So, how do you go about this problem? If you simply decide not to allow users to continue defining a piece of information (a customer, an item, an invoice, etc.) without entering information in all fields that are “mandatory”, you introduce the possibility to have users simply put something there just to be able to continue. That’s baaad.
Another possibility is to have the system not really care about all these fields. So, your users can go, enter information about twenty customers, without entering a value in just about any field there is. And Microsoft Dynamics NAV does exactly this. You enter as much information as you know, but leave the rest for someone else. This is about sharing responsibility. In a proper ERP system, not a single user is ever responsible for all aspects of any entity. While a salesperson is responsible about having correct customer address and contact information, they are not responsible for having posting groups specified for their customers. Accounting department has to define that. There are so many single pieces of information on any master data card in NAV that it is insane to expect that any one single person must know what exactly must be specified, and where. That’s why you have separate departments in your company, and different people are responsible for different things. If you divide the responsibility like that, and person entering information in, say, customer card, doesn’t know what to put in Gen. Bus. Posting Group field, they can simply ignore that field, and go on leaving it empty. The system is pretty happy with that. If the system could live without knowing anything about that customer, it must be able to live without knowing this posting group, right?
^^^^^^^^
[Task 1]
According to the passage on mandatory fields, which department has to define posting groups for customers?
[Task 2]
Repeat the passage on mandatory fields from "So, how do you" up to and including "continue. That’s baaad.".
[Task 3]
Write the next part of the passage on mandatory fields in Microsoft Dynamics NAV, picking up after its final sentence.
The rows that follow aren't required for any of this work.

[Excerpts from a point labeling dataset]
^^^^^^^^
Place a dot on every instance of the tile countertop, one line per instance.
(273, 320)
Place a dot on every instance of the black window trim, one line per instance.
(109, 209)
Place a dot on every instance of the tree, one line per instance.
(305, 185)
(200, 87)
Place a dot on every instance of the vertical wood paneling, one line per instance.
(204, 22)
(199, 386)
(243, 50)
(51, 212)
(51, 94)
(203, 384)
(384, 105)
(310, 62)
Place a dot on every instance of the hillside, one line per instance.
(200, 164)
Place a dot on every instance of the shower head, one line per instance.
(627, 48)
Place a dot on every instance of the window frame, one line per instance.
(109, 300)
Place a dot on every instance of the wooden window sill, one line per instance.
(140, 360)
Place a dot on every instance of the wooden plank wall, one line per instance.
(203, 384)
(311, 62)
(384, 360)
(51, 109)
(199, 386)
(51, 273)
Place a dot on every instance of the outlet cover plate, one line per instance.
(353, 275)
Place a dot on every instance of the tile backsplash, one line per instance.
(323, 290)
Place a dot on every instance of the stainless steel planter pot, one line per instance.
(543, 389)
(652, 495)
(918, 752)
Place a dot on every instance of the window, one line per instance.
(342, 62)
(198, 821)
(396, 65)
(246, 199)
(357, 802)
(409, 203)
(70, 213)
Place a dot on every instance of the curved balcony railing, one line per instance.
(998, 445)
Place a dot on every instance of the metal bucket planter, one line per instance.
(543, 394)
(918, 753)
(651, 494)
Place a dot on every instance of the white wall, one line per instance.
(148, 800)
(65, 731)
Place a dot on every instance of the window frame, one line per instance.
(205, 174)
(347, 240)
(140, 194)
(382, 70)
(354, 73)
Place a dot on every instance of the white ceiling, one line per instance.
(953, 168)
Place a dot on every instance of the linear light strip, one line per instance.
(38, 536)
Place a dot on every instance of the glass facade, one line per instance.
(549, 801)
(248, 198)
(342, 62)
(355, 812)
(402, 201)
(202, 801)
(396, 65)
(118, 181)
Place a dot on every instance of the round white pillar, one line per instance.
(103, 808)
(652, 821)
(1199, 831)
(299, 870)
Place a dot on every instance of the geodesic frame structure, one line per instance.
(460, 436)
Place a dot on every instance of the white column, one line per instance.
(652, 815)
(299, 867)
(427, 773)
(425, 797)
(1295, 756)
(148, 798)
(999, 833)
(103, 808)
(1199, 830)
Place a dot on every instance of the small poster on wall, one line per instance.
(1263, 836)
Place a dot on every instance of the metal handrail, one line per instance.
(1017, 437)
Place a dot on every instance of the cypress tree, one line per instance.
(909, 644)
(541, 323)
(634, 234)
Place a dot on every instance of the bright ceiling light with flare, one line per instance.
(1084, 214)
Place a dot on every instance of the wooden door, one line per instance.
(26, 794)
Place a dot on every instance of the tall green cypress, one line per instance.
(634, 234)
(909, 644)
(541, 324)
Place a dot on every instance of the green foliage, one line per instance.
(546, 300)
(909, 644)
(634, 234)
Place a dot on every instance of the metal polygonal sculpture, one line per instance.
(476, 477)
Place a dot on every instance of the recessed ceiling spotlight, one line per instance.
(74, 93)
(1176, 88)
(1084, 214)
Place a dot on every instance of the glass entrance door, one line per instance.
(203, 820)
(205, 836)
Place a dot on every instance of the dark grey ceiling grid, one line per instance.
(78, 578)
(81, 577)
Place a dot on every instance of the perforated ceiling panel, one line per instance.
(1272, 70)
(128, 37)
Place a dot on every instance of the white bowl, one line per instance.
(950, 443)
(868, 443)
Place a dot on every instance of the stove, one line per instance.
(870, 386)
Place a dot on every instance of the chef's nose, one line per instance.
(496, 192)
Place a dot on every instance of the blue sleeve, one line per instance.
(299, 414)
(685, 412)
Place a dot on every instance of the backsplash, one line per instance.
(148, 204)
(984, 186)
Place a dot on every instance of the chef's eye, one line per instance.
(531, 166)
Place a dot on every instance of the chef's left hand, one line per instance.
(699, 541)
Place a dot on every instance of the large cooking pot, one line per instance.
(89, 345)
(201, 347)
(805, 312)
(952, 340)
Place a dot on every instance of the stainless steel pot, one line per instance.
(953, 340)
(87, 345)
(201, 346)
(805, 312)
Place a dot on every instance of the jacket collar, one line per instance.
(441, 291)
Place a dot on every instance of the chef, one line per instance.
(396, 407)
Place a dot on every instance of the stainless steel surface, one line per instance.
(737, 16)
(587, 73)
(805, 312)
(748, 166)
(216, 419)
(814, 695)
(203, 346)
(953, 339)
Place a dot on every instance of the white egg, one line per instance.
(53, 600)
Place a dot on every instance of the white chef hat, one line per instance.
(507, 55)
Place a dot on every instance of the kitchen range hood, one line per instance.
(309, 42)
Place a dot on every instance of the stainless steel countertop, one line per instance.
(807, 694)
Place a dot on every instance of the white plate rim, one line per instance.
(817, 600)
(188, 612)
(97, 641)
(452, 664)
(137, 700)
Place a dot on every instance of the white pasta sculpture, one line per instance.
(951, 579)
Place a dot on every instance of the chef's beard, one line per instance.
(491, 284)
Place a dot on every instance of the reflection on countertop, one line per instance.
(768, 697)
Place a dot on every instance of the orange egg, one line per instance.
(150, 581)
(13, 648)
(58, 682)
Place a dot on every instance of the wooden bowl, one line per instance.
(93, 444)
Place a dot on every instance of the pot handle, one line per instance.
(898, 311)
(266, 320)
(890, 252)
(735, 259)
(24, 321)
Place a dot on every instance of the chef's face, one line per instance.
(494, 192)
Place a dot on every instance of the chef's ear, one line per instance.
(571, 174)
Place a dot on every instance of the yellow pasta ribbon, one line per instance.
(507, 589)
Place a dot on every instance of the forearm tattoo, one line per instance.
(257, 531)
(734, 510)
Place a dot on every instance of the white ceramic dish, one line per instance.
^^^^^^^^
[Final answer 1]
The accounting department.

[Final answer 2]
So, how do you go about this problem? If you simply decide not to allow users to continue defining a piece of information (a customer, an item, an invoice, etc.) without entering information in all fields that are “mandatory”, you introduce the possibility to have users simply put something there just to be able to continue. That’s baaad.

[Final answer 3]
But then someone creating a new invoice for such a customer will get an error that says that there is no Gen. Bus. Posting Group defined for this customer! Isn’t that bad? Not only it is not bad, it is desirable. Of course you can’t post anything about a customer without knowing his general business posting group, but it is better to know that one must be specified for a customer at the point you try to post something, rather than when you are defining that customer. Why? Because person entering an invoice is much more likely to know the correct general business posting group for a customer, than the person entering the customer into the system.
So it is all responsibility. But by forcing people to enter information they don’t know anything about, you create an illusion that you are introducing responsibility, when in fact you are introducing irresponsibility. When under pressure of their normal duties, people will simply start putting junk into the system to be able to go on, because otherwise they will have to lose time figuring out all those unknowns, and they will either enter just anything to be able to go on, or they will ask someone else, get an answer, then generalize their own conclusion about how to define that information in the future. Both of these are bad.
It’s not just about responsibility. It is about shared responsibility. It’s better to have more people sharing responsibility, because more people generally know more than one single person does. Microsoft Dynamics NAV helps you with this, because it doesn’t force anyone to enter some information they don’t understand. It simply accepts partially defined information, and will start asking questions only when undefined information is missing, but not earlier.
What to do if your customer is not happy with this? There are several approaches. First, try to educate them, explain what benefit does an approach like this bring, and what pitfalls does the opposite have. Try to point out the problems that may arise from users having to enter information they don’t know. Try to explain how difficult, and expensive (customers are afraid of the word expensive, it is wise to use it in situations like this) it is to unpost incorrect postings, that are incorrect due to bad setup.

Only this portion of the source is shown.